▶ **演習の課題**:
1. 邪馬台国の所在地をめぐる本文から、「しかしこれらのどちらにも、魏」から「しているのではないだろうか。」までの部分を一字一句変えずに引用してください。
2. 邪馬台国の所在地をめぐる本文の最後の文に続けて、その先を書いてください。

▶ **本文抜粋**:
しかしこれらのどちらにも、魏志倭人伝の記載を恣意的に解釈しなおさないといけないという欠点がある。九州説は距離に、大和説は方向に関しての問題があり、いまだに明確な結論は得られていないのだ。
大和説と九州説は有力な説だが、これ以外にもいろいろな説がある。なにしろ古代のことなので、決め手になる証拠に欠ける。それに主張する人の郷土愛が加わると、もう議論百出。日本国中どこに邪馬台国があってもおかしくないような状態だ。
近年は、大和の纏向遺跡の発掘により、そこが邪馬台国の候補地として有力だと見る人も多いが、九州説に決定的なダメージを与えるまでには至っていない。
私は個人的には、邪馬台国は九州にあったものが、大和に移ったのではないかと思っている。根拠は記紀にある日本神話だ。なぜニニギノミコトは、わざわざ九州の高千穂に天下ったのか。大和にも山はたくさんある。最初からそこに天下ればいいではないか。また、魏志倭人伝に描かれている倭人の風俗は明らかに南方のものだ。大和ではあり得ない。神武東征神話は、それを暗示しているのではないだろうか。

▶ **提供資料**:
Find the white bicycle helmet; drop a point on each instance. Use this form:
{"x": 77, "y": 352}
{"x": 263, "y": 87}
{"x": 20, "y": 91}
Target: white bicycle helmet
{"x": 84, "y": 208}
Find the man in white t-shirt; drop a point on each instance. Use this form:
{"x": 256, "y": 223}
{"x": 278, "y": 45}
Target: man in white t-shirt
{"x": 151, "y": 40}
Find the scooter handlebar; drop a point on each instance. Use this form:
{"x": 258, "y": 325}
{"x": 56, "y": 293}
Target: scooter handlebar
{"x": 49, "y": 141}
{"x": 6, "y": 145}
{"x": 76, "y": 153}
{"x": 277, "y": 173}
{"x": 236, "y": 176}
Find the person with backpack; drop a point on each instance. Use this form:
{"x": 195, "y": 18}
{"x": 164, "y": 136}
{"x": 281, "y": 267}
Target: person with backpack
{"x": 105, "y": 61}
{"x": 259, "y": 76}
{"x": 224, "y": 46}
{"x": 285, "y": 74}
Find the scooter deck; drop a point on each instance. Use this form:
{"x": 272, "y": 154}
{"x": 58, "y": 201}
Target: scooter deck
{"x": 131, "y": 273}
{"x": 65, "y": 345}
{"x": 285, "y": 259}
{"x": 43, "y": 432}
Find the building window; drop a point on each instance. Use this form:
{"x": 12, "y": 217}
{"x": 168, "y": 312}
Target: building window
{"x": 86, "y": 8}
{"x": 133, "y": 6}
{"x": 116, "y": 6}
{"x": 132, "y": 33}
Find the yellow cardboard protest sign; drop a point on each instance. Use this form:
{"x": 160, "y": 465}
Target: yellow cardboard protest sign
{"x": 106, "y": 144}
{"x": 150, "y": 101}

▶ **演習の解答**:
1.
しかしこれらのどちらにも、魏志倭人伝の記載を恣意的に解釈しなおさないといけないという欠点がある。九州説は距離に、大和説は方向に関しての問題があり、いまだに明確な結論は得られていないのだ。
大和説と九州説は有力な説だが、これ以外にもいろいろな説がある。なにしろ古代のことなので、決め手になる証拠に欠ける。それに主張する人の郷土愛が加わると、もう議論百出。日本国中どこに邪馬台国があってもおかしくないような状態だ。
近年は、大和の纏向遺跡の発掘により、そこが邪馬台国の候補地として有力だと見る人も多いが、九州説に決定的なダメージを与えるまでには至っていない。
私は個人的には、邪馬台国は九州にあったものが、大和に移ったのではないかと思っている。根拠は記紀にある日本神話だ。なぜニニギノミコトは、わざわざ九州の高千穂に天下ったのか。大和にも山はたくさんある。最初からそこに天下ればいいではないか。また、魏志倭人伝に描かれている倭人の風俗は明らかに南方のものだ。大和ではあり得ない。神武東征神話は、それを暗示しているのではないだろうか。

2.
もっとも本誌では、この東遷説には、九州から大和の間に、九州式土器が見つからないという欠点があると書かれている。しかし、本当に欠点だろうか、土器が見つからない理由はいくつか考えられる。
まず、東遷は敗走の旅だった可能性がある。当時邪馬台国は狗奴国と争っていた。戦いに敗れて、東へ移ったとしたら、わざわざ九州式の土器などを、行く先々で作るだろうか。その地域で使われている土器を現地調達するというほうが理に適っていると思うのだが。
もう一つは、単に見つかっていないというだけかもしれない。東遷が何年も何十年もかけて行われたのでない限り、本誌に書かれているように、九州式土器が「多数」見つからないといけないというのは本当にそうだろうか。
本誌を読んで、まだまだ邪馬台国の解明には時間がかかりそうだと感じた。九州からも畿内からも様々な出土品が出ているが、最終的には学者の主義・主張ではなく、これらの証拠品により、真相が解き明かされなければならないと思う。今後の発掘に期待したいと思う。
なお本号には邪馬台国に関して、興味深い記事が掲載されているので紹介しておこう。まず邪馬台国の都の復元想像図である。文字だけではなかなかイメージがわかないが、こういったビジュアル的なものがあると、邪馬台国というものが少し身近になった気がする。
もうひとつは、映画化もされた「まぼろしの邪馬台国」の著者である宮﨑康平氏のお孫さんで女優の宮﨑香蓮さんのインタビュー記事が載っていること。香蓮さん、「花燃ゆ」にも出ていたということだが、大河ドラマはあまり視ないので知らなかった。
このほか、大河ドラマ「真田丸」の関係で真田信幸に関することも第二特集として掲載されている。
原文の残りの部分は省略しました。